■ **TEXT BLOCK**:
---*---

Training the National Security Space Workforce in Systems Architecting

Mark Maier

Aerospace has developed a curriculum that effectively teaches the mindset required for successful system architecting.

For the past eight years, Aerospace has been developing an educational program designed to help move highly skilled, technically oriented engineers into the more nebulous, ill-structured world of systems architecture. Although this program—the Aerospace Systems Architecting Program—originally concentrated on internal capabilities, it evolved to accommodate students from the larger national security space community. The program uses an intellectual core of material in ill-structured problem solving and conceptual design to address areas usually regarded as "soft," or more art than science. While this material is not traditionally presented in engineering programs, it is in fact possible to teach—and after years of refinement, Aerospace has developed an effective means of doing so.

Program History

The idea for a formal training program in systems architecture within Aerospace began in the mid-1990s. It was evident to a number of managers that the rapid changes brought about by the end of the Cold War were requiring a new set of skills in program conception. The stable background of objectives and requirements was falling away, and new programs had to deal with understanding root purpose, and how root purpose can be influenced by technology, in ways that had been uncommon for nearly 20 years. At about the same time, a former Aerospace CEO, Eberhardt Rechtin, founded an academic program in systems architecting at the University of Southern California. Several Aerospace employees had been exposed to the program during graduate school, and awareness of the approach was growing in the corporation. A decision was made to create an internal training program in systems architecting focused on the specific needs of national security space (see sidebar, What is Systems Architecting).

The first version of the Aerospace Systems Architecting Program was a 120-hour sequence of lectures and case exercises spread over several months in 1997 and 1998. Based on the pilot experience, this was rearranged into four one-week blocks to assist students with managing time away from their jobs. The single case exercise was expanded into two complete case exercises, each lasting approximately half the course. This "production course" was then offered annually through 2002 to audiences drawn from most company sites and divisions.

---*---

■ **WHAT THIS TASK INVOLVES**:
Reproduce word for word the passage of the systems architecting training text that begins with the words containing "For the past" and ends with "of doing so.".

---*---

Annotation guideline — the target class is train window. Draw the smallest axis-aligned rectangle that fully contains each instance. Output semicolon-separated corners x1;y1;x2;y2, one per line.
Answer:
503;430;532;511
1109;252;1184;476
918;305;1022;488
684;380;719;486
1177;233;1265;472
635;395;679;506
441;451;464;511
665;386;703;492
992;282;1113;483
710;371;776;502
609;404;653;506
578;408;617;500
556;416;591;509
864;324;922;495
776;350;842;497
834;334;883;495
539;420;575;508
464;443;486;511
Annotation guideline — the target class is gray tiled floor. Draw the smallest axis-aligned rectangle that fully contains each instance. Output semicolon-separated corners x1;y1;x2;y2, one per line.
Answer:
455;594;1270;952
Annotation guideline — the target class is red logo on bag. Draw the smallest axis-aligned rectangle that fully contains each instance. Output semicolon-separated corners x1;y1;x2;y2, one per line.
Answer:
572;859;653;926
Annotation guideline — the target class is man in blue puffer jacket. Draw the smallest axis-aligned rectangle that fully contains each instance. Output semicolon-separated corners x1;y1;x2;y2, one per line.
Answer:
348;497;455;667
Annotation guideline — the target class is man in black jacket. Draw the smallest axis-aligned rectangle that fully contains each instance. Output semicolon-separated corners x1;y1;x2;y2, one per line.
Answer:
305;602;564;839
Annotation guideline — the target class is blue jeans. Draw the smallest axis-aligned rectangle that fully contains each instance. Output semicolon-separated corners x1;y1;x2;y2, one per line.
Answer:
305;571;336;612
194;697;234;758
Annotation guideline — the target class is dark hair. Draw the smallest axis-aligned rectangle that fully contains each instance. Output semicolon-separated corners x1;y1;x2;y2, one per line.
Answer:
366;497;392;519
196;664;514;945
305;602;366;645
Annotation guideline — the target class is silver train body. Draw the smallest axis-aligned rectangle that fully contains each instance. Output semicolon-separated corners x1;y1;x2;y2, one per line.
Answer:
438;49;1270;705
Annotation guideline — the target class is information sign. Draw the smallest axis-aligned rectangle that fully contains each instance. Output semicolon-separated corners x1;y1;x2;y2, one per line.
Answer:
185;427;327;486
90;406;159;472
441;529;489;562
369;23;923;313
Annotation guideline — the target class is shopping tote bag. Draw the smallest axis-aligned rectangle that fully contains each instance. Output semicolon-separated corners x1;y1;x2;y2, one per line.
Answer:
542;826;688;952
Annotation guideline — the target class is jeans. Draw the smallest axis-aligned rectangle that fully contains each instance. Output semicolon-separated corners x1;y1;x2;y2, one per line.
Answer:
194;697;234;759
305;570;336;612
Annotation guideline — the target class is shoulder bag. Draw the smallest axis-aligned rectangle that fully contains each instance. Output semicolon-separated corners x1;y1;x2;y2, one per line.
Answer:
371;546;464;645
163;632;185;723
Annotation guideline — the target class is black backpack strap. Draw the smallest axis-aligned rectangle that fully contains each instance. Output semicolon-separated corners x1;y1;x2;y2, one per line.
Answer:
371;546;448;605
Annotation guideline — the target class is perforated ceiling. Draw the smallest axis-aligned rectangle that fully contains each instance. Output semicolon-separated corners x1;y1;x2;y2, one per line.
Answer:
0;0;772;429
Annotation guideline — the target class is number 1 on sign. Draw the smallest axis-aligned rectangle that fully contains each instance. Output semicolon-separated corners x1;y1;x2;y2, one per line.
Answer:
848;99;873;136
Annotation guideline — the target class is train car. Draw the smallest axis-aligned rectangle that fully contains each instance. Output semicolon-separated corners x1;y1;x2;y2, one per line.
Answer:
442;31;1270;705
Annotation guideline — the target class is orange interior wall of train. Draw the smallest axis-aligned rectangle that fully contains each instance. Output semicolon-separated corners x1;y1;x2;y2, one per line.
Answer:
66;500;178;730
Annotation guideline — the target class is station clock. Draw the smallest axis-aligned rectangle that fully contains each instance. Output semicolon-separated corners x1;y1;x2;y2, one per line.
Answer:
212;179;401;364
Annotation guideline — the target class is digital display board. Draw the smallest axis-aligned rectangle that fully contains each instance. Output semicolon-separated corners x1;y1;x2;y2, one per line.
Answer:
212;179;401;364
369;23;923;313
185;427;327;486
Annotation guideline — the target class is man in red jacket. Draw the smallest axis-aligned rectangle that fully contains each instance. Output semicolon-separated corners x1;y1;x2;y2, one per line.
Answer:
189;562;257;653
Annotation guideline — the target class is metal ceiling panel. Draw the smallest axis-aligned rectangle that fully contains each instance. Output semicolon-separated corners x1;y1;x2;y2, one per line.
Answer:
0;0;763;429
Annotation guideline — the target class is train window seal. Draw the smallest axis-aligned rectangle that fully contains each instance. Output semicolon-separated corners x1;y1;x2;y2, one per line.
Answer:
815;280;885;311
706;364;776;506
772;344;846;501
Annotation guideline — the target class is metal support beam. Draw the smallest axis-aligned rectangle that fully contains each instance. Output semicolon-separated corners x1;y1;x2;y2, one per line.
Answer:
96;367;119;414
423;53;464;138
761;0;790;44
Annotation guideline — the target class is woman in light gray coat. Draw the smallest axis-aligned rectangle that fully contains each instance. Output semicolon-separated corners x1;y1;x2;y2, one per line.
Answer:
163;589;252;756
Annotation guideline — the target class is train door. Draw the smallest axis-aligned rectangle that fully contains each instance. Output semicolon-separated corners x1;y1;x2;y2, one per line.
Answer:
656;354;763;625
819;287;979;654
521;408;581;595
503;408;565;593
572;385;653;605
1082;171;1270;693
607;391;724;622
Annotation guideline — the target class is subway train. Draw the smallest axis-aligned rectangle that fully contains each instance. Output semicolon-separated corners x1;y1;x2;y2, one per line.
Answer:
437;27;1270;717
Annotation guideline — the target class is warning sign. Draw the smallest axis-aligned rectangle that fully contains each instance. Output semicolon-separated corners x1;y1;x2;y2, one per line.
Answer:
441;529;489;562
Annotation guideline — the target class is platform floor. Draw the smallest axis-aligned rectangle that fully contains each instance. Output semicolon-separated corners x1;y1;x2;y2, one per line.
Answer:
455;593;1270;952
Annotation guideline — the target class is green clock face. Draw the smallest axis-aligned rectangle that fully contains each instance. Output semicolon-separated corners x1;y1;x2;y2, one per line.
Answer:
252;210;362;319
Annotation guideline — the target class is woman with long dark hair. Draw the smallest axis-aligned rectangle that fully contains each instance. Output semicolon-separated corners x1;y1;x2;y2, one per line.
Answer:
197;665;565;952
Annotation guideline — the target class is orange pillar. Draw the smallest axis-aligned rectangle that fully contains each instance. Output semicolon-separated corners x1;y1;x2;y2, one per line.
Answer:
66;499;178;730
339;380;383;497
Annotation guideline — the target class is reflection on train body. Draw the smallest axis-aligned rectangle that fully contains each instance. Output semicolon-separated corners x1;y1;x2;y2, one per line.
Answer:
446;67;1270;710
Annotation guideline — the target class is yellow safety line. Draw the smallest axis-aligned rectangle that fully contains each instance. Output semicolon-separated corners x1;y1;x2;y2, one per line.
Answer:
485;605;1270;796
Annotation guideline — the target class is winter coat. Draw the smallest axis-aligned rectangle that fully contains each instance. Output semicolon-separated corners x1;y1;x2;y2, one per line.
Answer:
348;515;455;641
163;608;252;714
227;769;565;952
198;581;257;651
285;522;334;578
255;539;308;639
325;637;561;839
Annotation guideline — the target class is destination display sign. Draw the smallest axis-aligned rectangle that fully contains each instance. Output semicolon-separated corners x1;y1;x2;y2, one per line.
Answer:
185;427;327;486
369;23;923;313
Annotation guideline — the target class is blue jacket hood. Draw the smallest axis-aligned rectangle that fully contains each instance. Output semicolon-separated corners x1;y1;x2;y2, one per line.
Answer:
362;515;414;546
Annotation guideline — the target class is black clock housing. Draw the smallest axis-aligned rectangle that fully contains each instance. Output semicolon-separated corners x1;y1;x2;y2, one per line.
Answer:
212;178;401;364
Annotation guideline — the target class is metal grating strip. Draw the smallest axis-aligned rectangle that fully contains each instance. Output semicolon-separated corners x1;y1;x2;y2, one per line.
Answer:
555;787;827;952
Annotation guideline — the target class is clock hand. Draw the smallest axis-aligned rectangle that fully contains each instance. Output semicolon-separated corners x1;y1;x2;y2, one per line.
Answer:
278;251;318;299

---*---

■ **REPLY TO THE TASK**:
For the past eight years, Aerospace has been developing an educational program designed to help move highly skilled, technically oriented engineers into the more nebulous, ill-structured world of systems architecture. Although this program—the Aerospace Systems Architecting Program—originally concentrated on internal capabilities, it evolved to accommodate students from the larger national security space community. The program uses an intellectual core of material in ill-structured problem solving and conceptual design to address areas usually regarded as "soft," or more art than science. While this material is not traditionally presented in engineering programs, it is in fact possible to teach—and after years of refinement, Aerospace has developed an effective means of doing so.